Written exercise: Starting at the line that has "Segment every instance of the **tree" and continuing through the end of the material, write those lines out again with "exterior ring" swapped for "outer ring" and nothing else changed.

Data rows:
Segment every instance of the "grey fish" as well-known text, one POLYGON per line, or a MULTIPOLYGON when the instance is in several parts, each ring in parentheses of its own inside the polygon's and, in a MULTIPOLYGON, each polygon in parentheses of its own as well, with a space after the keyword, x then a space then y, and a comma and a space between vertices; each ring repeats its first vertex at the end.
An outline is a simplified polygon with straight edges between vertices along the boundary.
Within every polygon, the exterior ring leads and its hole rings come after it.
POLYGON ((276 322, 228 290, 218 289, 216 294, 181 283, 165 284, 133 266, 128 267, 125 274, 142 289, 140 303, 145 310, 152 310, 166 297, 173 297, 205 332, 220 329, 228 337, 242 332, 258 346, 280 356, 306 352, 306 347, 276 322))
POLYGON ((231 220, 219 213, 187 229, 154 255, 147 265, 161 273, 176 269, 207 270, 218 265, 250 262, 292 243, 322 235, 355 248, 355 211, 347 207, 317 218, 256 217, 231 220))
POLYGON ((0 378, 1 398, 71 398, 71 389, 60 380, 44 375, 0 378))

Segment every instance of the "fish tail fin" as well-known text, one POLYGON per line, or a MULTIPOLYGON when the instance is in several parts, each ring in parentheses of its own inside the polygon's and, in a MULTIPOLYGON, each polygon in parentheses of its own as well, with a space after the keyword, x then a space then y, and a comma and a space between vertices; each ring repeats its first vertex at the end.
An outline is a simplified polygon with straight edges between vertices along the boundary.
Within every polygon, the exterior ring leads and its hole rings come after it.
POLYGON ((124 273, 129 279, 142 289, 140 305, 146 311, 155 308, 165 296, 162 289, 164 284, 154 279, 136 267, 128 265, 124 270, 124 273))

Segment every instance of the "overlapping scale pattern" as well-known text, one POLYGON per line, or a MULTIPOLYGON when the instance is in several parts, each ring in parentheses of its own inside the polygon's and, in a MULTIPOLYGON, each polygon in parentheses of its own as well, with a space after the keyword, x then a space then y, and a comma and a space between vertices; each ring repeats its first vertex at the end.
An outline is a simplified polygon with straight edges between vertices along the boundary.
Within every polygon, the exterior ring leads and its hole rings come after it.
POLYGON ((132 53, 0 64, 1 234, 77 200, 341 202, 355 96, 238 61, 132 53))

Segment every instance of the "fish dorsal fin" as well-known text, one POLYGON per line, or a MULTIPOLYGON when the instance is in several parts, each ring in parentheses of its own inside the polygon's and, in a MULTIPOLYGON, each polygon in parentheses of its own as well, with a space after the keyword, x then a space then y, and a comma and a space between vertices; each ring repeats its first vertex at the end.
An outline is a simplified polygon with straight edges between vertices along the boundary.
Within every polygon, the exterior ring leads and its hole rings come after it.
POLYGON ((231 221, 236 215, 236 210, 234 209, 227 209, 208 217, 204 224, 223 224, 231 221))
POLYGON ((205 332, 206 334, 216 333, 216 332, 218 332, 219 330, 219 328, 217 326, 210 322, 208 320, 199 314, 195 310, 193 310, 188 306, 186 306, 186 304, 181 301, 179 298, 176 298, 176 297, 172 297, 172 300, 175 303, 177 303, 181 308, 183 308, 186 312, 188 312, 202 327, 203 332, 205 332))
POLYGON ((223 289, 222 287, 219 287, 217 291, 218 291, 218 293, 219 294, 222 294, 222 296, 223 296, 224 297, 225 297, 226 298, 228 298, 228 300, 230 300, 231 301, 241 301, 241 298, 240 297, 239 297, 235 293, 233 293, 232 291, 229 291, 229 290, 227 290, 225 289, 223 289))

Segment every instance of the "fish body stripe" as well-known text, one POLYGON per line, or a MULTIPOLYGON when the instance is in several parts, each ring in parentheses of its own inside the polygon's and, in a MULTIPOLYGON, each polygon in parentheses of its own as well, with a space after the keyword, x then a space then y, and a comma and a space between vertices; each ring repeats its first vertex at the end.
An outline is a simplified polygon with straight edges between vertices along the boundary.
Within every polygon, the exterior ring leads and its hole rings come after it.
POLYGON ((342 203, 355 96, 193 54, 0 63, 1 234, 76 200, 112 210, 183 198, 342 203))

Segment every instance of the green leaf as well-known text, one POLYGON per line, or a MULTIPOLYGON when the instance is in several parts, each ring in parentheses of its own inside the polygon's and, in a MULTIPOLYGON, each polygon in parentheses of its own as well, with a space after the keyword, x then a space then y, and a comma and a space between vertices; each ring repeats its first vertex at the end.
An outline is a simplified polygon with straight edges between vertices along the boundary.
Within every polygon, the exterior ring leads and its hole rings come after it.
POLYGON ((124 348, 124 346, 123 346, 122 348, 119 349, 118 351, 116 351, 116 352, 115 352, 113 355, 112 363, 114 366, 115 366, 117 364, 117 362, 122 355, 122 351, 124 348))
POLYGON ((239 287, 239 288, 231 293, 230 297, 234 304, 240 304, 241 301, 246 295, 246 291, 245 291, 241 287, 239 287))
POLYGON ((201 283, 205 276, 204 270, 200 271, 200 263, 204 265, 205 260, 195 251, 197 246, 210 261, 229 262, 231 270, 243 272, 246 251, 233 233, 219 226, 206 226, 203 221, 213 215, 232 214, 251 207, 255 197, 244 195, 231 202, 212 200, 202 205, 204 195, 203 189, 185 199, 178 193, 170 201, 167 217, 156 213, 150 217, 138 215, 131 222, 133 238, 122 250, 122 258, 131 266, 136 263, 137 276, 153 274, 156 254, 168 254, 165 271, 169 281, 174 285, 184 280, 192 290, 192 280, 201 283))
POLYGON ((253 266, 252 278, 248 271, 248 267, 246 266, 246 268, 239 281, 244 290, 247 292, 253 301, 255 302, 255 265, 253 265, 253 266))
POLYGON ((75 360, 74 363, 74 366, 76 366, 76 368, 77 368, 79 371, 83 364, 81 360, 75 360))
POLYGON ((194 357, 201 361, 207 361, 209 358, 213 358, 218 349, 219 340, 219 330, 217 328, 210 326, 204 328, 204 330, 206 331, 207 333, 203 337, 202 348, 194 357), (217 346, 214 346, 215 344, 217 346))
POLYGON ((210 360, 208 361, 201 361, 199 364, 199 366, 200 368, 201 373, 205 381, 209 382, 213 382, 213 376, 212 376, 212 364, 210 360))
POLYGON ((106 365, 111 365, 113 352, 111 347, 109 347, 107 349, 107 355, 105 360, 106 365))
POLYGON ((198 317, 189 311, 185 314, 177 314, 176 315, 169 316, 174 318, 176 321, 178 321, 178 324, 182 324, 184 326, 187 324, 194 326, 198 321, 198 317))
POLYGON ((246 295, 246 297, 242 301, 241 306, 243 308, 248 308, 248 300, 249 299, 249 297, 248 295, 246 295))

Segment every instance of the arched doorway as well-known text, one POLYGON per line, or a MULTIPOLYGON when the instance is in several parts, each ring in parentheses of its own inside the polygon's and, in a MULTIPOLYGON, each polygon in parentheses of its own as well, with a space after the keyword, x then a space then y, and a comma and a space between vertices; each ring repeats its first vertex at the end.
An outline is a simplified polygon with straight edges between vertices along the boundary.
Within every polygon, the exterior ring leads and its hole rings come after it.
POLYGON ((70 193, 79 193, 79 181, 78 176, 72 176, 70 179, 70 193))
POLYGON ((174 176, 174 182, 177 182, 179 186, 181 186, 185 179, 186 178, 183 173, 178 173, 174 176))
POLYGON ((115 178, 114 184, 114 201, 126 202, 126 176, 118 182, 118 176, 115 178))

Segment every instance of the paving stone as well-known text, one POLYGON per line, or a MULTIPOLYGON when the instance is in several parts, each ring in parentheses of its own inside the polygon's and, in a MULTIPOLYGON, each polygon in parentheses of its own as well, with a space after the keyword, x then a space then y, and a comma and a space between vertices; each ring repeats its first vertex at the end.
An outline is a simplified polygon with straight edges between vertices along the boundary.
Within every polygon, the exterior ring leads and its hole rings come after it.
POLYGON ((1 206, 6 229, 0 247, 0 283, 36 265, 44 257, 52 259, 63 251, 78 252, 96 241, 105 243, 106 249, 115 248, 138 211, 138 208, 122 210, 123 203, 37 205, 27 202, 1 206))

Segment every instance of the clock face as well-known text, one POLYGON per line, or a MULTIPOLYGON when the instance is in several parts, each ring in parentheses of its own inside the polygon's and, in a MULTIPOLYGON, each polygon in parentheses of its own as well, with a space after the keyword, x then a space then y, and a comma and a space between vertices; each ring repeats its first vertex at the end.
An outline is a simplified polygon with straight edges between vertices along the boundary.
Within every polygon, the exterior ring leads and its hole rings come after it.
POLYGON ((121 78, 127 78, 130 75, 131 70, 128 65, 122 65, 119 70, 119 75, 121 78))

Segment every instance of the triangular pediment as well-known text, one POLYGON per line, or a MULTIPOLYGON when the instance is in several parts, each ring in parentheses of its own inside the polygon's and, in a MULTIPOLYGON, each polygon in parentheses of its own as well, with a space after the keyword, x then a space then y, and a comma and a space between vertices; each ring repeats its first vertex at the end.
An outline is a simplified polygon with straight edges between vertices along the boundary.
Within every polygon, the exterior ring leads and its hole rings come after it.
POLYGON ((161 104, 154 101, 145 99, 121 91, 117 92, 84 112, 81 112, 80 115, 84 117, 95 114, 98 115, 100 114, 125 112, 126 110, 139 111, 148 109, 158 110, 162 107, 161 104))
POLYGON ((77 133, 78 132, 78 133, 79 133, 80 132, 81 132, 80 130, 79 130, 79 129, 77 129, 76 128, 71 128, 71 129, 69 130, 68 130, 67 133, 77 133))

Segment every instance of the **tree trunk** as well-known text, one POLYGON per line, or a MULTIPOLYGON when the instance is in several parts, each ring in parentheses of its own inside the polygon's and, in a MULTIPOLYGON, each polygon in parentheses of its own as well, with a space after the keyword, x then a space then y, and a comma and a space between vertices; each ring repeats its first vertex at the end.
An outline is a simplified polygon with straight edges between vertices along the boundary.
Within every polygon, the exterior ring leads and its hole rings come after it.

Answer to this problem:
Segment every instance of the **tree trunk** as well-known text, one POLYGON per line, or a MULTIPOLYGON when the instance is in several parts, each ring in parentheses of its own inside the polygon's and, in a MULTIPOLYGON, each polygon in parentheses of its own as well, with a space after the keyword, x then a space then y, and a comma and a space between vertices; each ring repeats its first vertex at the end.
An outline is a simplified polygon with straight edges between vertices along the boundary.
Within every polygon, the outer ring leads and its hole rings come after it.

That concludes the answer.